Problem description:
List each line below that contains the word "microphone", copying every one in full. Case counts, so match capitalization exactly.

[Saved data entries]
'''

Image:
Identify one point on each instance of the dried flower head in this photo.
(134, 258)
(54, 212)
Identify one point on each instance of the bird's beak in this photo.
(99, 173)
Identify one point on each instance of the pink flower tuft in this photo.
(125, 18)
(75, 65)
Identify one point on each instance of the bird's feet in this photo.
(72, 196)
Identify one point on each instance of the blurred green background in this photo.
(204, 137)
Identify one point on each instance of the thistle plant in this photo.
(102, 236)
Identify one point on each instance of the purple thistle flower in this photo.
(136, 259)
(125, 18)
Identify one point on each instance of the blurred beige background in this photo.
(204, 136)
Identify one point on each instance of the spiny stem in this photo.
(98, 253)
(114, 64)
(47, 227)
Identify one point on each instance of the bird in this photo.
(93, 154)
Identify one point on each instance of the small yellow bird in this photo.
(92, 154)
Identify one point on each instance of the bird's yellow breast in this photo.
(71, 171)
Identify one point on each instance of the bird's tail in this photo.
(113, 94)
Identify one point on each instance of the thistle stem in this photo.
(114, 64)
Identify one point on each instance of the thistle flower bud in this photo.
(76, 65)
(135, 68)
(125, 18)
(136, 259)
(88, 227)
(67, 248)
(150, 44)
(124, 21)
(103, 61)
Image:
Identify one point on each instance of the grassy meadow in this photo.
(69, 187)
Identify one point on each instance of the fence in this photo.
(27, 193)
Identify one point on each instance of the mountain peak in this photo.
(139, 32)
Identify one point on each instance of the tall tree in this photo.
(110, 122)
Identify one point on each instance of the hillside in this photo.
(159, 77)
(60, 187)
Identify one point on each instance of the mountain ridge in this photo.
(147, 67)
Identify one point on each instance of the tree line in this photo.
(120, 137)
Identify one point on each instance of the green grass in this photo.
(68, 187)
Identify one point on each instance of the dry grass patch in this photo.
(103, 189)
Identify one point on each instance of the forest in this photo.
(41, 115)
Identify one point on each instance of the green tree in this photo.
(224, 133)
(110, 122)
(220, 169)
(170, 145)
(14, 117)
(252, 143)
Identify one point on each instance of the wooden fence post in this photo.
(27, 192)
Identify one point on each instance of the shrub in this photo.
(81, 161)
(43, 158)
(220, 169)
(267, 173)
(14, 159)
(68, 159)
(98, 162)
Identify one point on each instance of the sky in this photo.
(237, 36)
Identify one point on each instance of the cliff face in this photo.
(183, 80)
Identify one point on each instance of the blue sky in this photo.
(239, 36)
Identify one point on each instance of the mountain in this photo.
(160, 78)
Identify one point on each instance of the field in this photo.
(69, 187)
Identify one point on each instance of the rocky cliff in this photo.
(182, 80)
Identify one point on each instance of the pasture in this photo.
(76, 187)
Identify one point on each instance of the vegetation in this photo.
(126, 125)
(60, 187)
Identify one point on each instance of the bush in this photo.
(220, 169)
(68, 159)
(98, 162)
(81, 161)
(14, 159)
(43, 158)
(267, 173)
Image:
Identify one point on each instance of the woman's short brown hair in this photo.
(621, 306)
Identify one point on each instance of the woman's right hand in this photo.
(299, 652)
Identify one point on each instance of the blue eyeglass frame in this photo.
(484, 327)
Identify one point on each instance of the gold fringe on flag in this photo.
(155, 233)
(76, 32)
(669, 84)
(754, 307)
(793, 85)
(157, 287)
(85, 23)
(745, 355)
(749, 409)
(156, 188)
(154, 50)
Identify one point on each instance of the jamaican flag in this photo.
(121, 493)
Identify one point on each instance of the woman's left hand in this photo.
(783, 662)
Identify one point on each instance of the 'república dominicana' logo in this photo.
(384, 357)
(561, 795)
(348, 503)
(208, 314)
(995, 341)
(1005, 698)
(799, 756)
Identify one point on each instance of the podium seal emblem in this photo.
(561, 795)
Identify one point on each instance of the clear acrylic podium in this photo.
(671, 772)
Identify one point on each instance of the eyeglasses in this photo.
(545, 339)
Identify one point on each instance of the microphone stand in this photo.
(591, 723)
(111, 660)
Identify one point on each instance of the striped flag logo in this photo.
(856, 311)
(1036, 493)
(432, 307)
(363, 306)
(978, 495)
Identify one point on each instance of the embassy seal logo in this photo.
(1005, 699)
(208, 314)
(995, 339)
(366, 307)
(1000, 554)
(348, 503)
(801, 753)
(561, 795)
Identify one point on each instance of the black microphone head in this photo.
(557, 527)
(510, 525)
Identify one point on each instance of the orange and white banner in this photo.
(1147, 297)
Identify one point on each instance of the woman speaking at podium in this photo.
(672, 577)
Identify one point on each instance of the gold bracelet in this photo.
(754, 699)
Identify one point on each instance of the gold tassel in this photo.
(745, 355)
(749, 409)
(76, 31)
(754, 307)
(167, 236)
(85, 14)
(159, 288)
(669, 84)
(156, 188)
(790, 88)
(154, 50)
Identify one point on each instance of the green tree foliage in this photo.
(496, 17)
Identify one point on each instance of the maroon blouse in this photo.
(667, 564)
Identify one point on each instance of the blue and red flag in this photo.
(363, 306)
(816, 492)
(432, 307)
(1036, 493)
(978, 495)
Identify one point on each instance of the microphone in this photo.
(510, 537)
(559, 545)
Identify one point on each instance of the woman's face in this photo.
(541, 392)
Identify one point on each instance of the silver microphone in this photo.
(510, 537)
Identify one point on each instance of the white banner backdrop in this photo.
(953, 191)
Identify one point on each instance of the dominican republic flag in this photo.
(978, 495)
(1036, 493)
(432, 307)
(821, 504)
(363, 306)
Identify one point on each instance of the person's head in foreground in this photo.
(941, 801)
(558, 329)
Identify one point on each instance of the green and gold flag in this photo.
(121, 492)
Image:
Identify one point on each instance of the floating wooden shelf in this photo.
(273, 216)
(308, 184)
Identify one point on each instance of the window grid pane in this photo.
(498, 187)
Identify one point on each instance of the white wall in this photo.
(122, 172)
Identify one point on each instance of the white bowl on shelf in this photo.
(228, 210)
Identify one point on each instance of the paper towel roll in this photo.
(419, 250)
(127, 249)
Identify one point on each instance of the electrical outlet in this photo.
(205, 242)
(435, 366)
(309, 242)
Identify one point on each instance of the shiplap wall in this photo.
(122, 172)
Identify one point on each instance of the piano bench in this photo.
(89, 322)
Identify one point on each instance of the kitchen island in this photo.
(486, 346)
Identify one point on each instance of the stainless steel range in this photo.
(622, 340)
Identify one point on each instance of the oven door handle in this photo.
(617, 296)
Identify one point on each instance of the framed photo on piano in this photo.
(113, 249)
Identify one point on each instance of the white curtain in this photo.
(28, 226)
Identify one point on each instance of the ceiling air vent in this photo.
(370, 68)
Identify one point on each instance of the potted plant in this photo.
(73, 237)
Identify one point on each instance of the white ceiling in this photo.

'''
'''

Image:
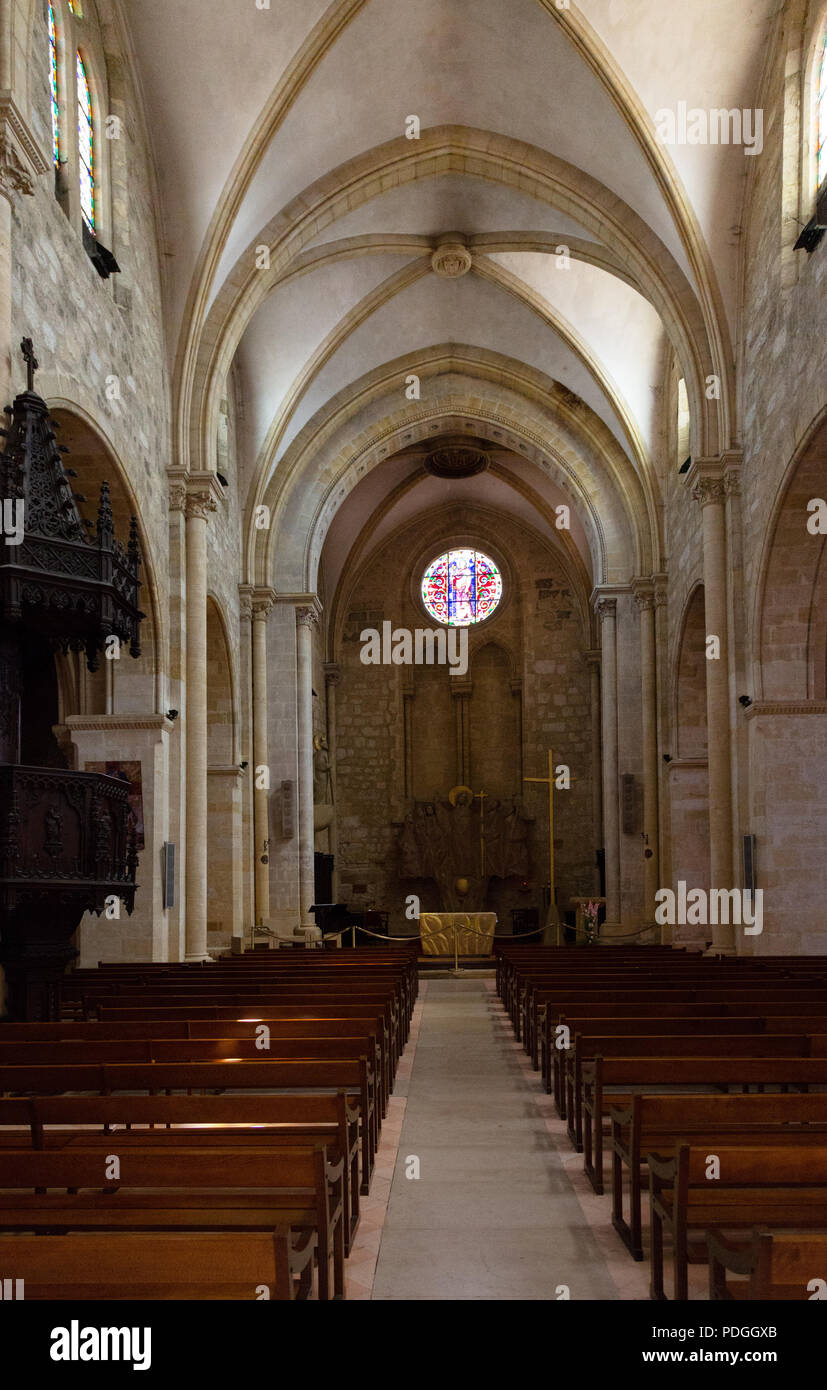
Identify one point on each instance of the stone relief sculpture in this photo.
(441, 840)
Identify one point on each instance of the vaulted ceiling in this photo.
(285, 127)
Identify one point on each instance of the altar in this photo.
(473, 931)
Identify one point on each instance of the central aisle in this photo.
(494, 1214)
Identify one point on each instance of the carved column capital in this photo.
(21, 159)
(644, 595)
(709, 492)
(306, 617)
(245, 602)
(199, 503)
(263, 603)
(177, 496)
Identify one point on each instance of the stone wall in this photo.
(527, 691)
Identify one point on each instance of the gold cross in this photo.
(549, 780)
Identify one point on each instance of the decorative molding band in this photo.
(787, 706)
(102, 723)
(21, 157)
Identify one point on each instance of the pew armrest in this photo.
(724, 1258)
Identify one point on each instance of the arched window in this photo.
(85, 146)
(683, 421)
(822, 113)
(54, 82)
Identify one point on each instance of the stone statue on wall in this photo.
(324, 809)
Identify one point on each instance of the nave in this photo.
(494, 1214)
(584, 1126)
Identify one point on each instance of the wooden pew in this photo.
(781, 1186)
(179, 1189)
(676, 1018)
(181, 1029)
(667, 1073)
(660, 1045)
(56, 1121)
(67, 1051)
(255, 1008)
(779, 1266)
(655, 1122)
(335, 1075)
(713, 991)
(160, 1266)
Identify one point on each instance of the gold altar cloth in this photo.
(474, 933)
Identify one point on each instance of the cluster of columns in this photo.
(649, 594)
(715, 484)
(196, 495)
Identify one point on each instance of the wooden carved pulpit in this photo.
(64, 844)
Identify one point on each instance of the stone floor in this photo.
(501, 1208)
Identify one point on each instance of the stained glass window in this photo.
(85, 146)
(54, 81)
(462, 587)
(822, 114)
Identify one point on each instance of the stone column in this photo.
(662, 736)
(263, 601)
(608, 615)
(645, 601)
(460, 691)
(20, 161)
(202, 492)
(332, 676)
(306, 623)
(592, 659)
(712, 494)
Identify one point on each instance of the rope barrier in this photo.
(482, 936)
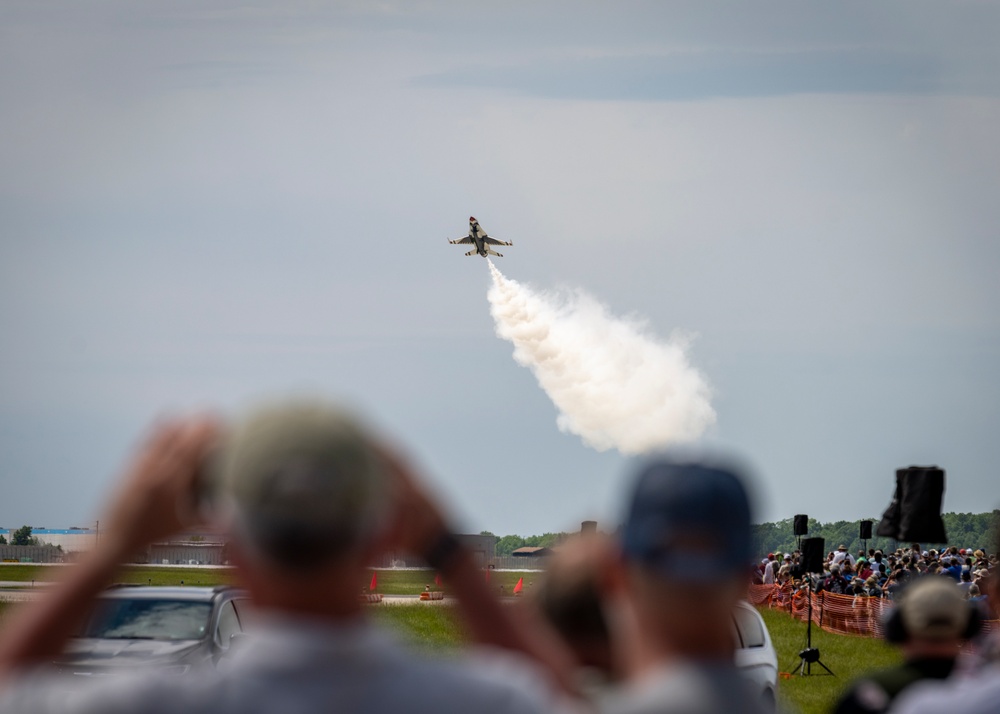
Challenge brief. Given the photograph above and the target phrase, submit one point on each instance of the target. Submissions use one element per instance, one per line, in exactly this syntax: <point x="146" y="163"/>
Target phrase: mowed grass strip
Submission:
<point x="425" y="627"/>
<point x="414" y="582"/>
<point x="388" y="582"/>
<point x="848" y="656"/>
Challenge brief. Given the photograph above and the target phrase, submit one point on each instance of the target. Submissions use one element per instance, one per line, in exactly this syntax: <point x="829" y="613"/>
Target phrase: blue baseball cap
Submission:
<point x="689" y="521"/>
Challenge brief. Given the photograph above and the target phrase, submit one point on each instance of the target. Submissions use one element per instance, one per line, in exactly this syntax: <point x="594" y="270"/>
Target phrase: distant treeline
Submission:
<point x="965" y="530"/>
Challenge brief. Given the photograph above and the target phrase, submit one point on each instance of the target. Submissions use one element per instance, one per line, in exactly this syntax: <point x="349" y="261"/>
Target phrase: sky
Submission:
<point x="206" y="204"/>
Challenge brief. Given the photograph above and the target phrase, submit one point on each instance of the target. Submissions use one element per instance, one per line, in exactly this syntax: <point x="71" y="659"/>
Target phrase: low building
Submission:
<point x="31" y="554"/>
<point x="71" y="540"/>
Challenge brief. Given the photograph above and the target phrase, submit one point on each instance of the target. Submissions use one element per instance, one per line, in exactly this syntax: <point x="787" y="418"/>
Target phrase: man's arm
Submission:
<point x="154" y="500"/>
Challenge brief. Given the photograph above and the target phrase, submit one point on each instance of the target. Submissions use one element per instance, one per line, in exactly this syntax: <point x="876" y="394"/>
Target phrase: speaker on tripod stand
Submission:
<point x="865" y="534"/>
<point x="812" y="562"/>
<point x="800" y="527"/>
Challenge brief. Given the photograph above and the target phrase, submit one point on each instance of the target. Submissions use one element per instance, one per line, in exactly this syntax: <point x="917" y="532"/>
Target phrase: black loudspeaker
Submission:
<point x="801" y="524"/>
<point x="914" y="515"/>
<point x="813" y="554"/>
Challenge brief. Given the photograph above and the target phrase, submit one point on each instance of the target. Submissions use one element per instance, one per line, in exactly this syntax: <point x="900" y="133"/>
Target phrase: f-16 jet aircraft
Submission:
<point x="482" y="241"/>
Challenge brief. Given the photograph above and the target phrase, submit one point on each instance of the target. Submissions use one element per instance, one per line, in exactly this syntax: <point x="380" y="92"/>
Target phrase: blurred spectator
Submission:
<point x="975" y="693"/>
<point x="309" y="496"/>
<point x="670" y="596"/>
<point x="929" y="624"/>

'''

Answer to this task:
Identify one point on each instance of the microphone stand in this photo.
Identify one point on each instance of the black microphone head in this photo.
Identify one point on each instance of the microphone in this photo.
Identify one point on each instance of the silver microphone in this photo.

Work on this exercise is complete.